Reproduce every line of the listing below word for word, leaving out the pictures.

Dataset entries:
-- start --
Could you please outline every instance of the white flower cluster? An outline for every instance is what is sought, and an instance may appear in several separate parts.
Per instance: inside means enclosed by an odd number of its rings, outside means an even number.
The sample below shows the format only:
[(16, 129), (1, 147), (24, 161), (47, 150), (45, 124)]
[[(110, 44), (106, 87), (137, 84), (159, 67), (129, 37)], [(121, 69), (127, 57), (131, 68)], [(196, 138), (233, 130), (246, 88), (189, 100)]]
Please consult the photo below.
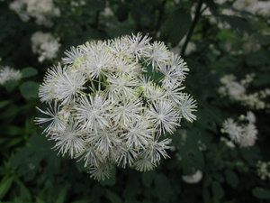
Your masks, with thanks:
[(202, 172), (201, 171), (197, 171), (194, 174), (190, 176), (183, 176), (182, 180), (189, 184), (195, 184), (201, 181), (202, 179)]
[[(188, 70), (160, 42), (141, 33), (72, 47), (49, 69), (40, 88), (50, 109), (44, 132), (59, 153), (85, 161), (90, 177), (104, 180), (113, 165), (152, 170), (168, 157), (181, 118), (195, 119), (195, 101), (183, 93)], [(152, 77), (152, 78), (151, 78)], [(52, 102), (51, 105), (50, 103)]]
[(0, 69), (0, 84), (4, 85), (10, 80), (19, 80), (22, 78), (22, 73), (20, 70), (16, 70), (8, 66)]
[(57, 57), (60, 47), (59, 39), (55, 38), (51, 33), (36, 32), (32, 34), (31, 41), (32, 51), (40, 55), (38, 59), (40, 62)]
[(239, 82), (234, 75), (225, 75), (220, 78), (223, 85), (219, 88), (219, 93), (222, 96), (229, 96), (231, 100), (238, 101), (241, 105), (252, 109), (263, 109), (268, 107), (263, 100), (269, 96), (269, 90), (260, 90), (252, 94), (247, 93), (247, 88), (253, 81), (255, 74), (248, 74), (246, 78)]
[(261, 178), (261, 180), (270, 179), (270, 161), (264, 162), (262, 161), (258, 161), (257, 164), (257, 174)]
[(255, 115), (252, 112), (248, 112), (247, 115), (239, 117), (239, 122), (244, 124), (236, 123), (232, 118), (228, 118), (223, 123), (221, 132), (228, 134), (233, 142), (242, 147), (253, 146), (257, 134)]
[(53, 0), (14, 0), (9, 5), (21, 18), (27, 22), (35, 18), (38, 24), (52, 25), (52, 18), (60, 15), (60, 10), (55, 7)]

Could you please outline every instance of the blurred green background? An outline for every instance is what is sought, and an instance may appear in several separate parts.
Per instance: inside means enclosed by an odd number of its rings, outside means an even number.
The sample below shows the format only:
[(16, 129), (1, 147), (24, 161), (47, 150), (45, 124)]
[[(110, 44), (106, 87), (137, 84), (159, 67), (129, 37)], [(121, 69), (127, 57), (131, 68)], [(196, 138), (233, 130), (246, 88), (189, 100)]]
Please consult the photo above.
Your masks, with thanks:
[[(0, 65), (22, 73), (20, 80), (0, 86), (0, 201), (269, 202), (269, 5), (256, 0), (0, 0)], [(40, 42), (33, 38), (37, 32), (46, 33)], [(40, 115), (35, 106), (45, 106), (39, 100), (39, 85), (71, 46), (138, 32), (165, 42), (187, 62), (186, 91), (197, 100), (197, 120), (183, 122), (169, 135), (170, 158), (154, 171), (117, 169), (112, 179), (98, 182), (81, 162), (51, 150), (54, 143), (35, 125)], [(248, 74), (253, 79), (243, 82)], [(220, 94), (226, 75), (235, 78), (230, 85), (245, 88), (245, 98), (230, 91)], [(248, 111), (255, 114), (258, 133), (253, 146), (241, 147), (230, 143), (222, 124)], [(202, 177), (197, 182), (183, 180), (198, 171)]]

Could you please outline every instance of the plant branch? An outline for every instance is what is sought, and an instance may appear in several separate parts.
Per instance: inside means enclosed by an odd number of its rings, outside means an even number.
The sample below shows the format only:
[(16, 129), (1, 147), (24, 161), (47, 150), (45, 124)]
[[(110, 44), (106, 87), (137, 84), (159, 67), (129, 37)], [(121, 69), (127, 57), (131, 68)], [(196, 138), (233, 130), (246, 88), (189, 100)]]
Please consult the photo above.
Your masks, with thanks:
[(181, 51), (181, 56), (184, 56), (184, 51), (186, 50), (187, 44), (193, 35), (193, 32), (194, 31), (194, 28), (196, 26), (196, 23), (199, 21), (200, 15), (201, 15), (201, 9), (202, 9), (202, 0), (199, 0), (197, 7), (196, 7), (196, 11), (195, 11), (195, 16), (194, 19), (190, 26), (189, 32), (186, 35), (185, 41), (184, 42), (183, 48), (182, 48), (182, 51)]

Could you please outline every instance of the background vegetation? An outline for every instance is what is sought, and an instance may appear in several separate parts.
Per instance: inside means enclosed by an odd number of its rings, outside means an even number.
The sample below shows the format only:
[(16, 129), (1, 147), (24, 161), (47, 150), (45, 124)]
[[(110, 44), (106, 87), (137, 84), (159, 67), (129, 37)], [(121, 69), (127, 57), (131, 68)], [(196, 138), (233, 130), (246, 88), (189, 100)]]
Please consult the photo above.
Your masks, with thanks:
[[(270, 161), (269, 5), (265, 13), (250, 9), (244, 0), (55, 0), (60, 14), (51, 16), (48, 26), (37, 23), (34, 16), (22, 21), (10, 9), (12, 2), (0, 1), (0, 65), (20, 70), (22, 78), (0, 86), (1, 202), (269, 201), (270, 164), (264, 171), (257, 165)], [(40, 61), (40, 53), (33, 52), (36, 32), (58, 39), (60, 46), (51, 59)], [(71, 46), (138, 32), (165, 42), (187, 62), (186, 91), (197, 100), (197, 120), (183, 122), (170, 135), (170, 159), (154, 171), (118, 169), (112, 179), (98, 182), (80, 162), (58, 156), (50, 149), (53, 142), (34, 125), (39, 116), (35, 106), (44, 106), (38, 97), (39, 84)], [(253, 106), (220, 94), (220, 78), (229, 74), (238, 82), (254, 74), (245, 87), (246, 95), (257, 95), (257, 100), (255, 96), (248, 99), (255, 101)], [(264, 106), (257, 107), (256, 102)], [(256, 117), (256, 143), (229, 147), (223, 122), (248, 111)], [(202, 172), (200, 181), (183, 180), (197, 171)]]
-- end --
-- ANSWER IN FULL --
Could you please outline every instance of the white flower cluster? An outline for every instance is what is sought, and an instance may appear in several separate parts.
Per instance: inside means enclosed by an odd number of its rings, outside means an even number.
The sample below shows the format only:
[(16, 129), (1, 147), (24, 161), (47, 150), (45, 124)]
[[(110, 44), (106, 87), (137, 84), (159, 67), (129, 37)], [(121, 69), (127, 57), (131, 68)], [(196, 138), (233, 130), (246, 88), (189, 100)]]
Please consult the photo below.
Your masks, with thanks:
[(202, 172), (201, 171), (197, 171), (194, 174), (190, 176), (183, 176), (182, 180), (189, 184), (195, 184), (201, 181), (202, 179)]
[[(188, 70), (160, 42), (141, 33), (72, 47), (49, 69), (40, 88), (50, 109), (44, 132), (59, 153), (85, 161), (90, 177), (104, 180), (113, 165), (152, 170), (168, 157), (181, 118), (195, 119), (195, 101), (183, 93)], [(152, 77), (152, 78), (151, 78)], [(52, 102), (51, 105), (50, 103)]]
[(0, 69), (0, 84), (4, 85), (10, 80), (19, 80), (22, 78), (22, 73), (20, 70), (16, 70), (8, 66)]
[(57, 57), (60, 47), (59, 39), (55, 38), (51, 33), (36, 32), (32, 34), (31, 41), (32, 51), (40, 55), (38, 59), (40, 62)]
[(239, 82), (234, 75), (225, 75), (220, 78), (223, 85), (219, 88), (219, 93), (222, 96), (229, 96), (231, 100), (238, 101), (241, 105), (252, 109), (263, 109), (268, 107), (263, 100), (269, 96), (269, 90), (260, 90), (252, 94), (247, 93), (247, 88), (253, 81), (255, 74), (248, 74), (246, 78)]
[(261, 178), (261, 180), (270, 179), (270, 161), (264, 162), (262, 161), (258, 161), (257, 164), (257, 174)]
[(255, 115), (252, 112), (248, 112), (247, 115), (239, 117), (239, 122), (244, 124), (236, 123), (232, 118), (228, 118), (223, 123), (221, 132), (228, 134), (233, 142), (242, 147), (253, 146), (257, 134)]
[(53, 0), (14, 0), (9, 5), (21, 18), (27, 22), (35, 18), (38, 24), (52, 25), (52, 18), (60, 15), (60, 10), (55, 7)]

Could you please outline every instance of the blurred green background? An outline for every instance is what is sought, and an instance may appear in several separate parts.
Per instance: inside means enclosed by an odd number of its rings, outside means an even number.
The sample below shows the format only:
[(16, 129), (1, 147), (24, 161), (47, 150), (45, 124)]
[[(110, 44), (106, 87), (137, 84), (159, 67), (129, 37)], [(121, 69), (127, 57), (131, 68)], [(196, 138), (233, 130), (246, 88), (189, 100)]]
Please consult the photo above.
Your masks, with thanks:
[[(0, 65), (22, 73), (20, 80), (0, 86), (0, 201), (269, 202), (269, 5), (256, 0), (0, 0)], [(40, 42), (33, 38), (37, 32), (46, 33)], [(40, 115), (35, 106), (45, 106), (39, 100), (39, 85), (71, 46), (138, 32), (165, 42), (187, 62), (186, 91), (197, 100), (197, 120), (183, 122), (169, 135), (170, 158), (154, 171), (117, 169), (112, 179), (98, 182), (81, 162), (51, 150), (54, 143), (35, 125)], [(248, 74), (253, 79), (243, 82)], [(220, 94), (226, 75), (235, 78), (230, 85), (245, 88), (245, 98), (230, 91)], [(248, 111), (255, 114), (258, 133), (253, 146), (241, 147), (230, 143), (222, 124)], [(202, 177), (197, 182), (183, 180), (198, 171)]]

Could you please outline every instance of the plant branch? An outline for every instance is what is sought, and an instance may appear in several separate parts.
Per instance: inside means enclosed by an odd number of its rings, outside means an even number.
The sample below shows the format only:
[(16, 129), (1, 147), (24, 161), (47, 150), (45, 124)]
[[(110, 44), (106, 87), (137, 84), (159, 67), (129, 37)], [(121, 69), (127, 57), (131, 68)], [(196, 138), (233, 130), (246, 88), (189, 100)]]
Please consult the photo above.
Your masks, with thanks:
[(181, 51), (181, 56), (184, 56), (184, 51), (186, 50), (187, 44), (193, 35), (193, 32), (194, 31), (194, 28), (196, 26), (196, 23), (199, 21), (200, 15), (201, 15), (201, 9), (202, 9), (202, 0), (199, 0), (197, 7), (196, 7), (196, 11), (195, 11), (195, 16), (194, 19), (190, 26), (189, 32), (186, 35), (185, 41), (184, 42), (183, 48), (182, 48), (182, 51)]

Could you please outline every instance of the background vegetation? An outline for every instance is what is sought, and an instance may appear in several separate parts.
Per instance: inside means enclosed by an odd number of its rings, outside means an even number.
The sample below shows the format only:
[(16, 129), (1, 147), (24, 161), (47, 150), (45, 124)]
[[(110, 44), (106, 87), (137, 84), (159, 67), (129, 37)], [(121, 69), (127, 57), (131, 68)], [(196, 138), (233, 130), (246, 88), (189, 100)]]
Please consult the photo above.
Your masks, with thanks:
[[(270, 161), (269, 5), (265, 13), (250, 9), (244, 0), (55, 0), (60, 14), (51, 16), (48, 26), (37, 23), (34, 16), (22, 21), (10, 9), (12, 2), (0, 1), (0, 65), (20, 70), (22, 78), (0, 86), (1, 202), (269, 201), (270, 164), (264, 171), (257, 165)], [(40, 61), (40, 53), (33, 52), (36, 32), (58, 39), (60, 46), (51, 59)], [(71, 46), (138, 32), (165, 42), (187, 62), (186, 91), (197, 100), (197, 120), (183, 122), (170, 135), (170, 159), (154, 171), (118, 169), (112, 179), (98, 182), (80, 162), (58, 156), (50, 149), (53, 142), (34, 125), (39, 116), (35, 106), (44, 106), (38, 97), (39, 84)], [(253, 106), (220, 94), (220, 78), (229, 74), (238, 82), (254, 74), (245, 87), (246, 95), (257, 95), (257, 100), (255, 96), (248, 99), (255, 101)], [(264, 106), (257, 107), (256, 102)], [(256, 117), (256, 143), (229, 147), (223, 122), (248, 111)], [(202, 172), (200, 181), (183, 180), (197, 171)]]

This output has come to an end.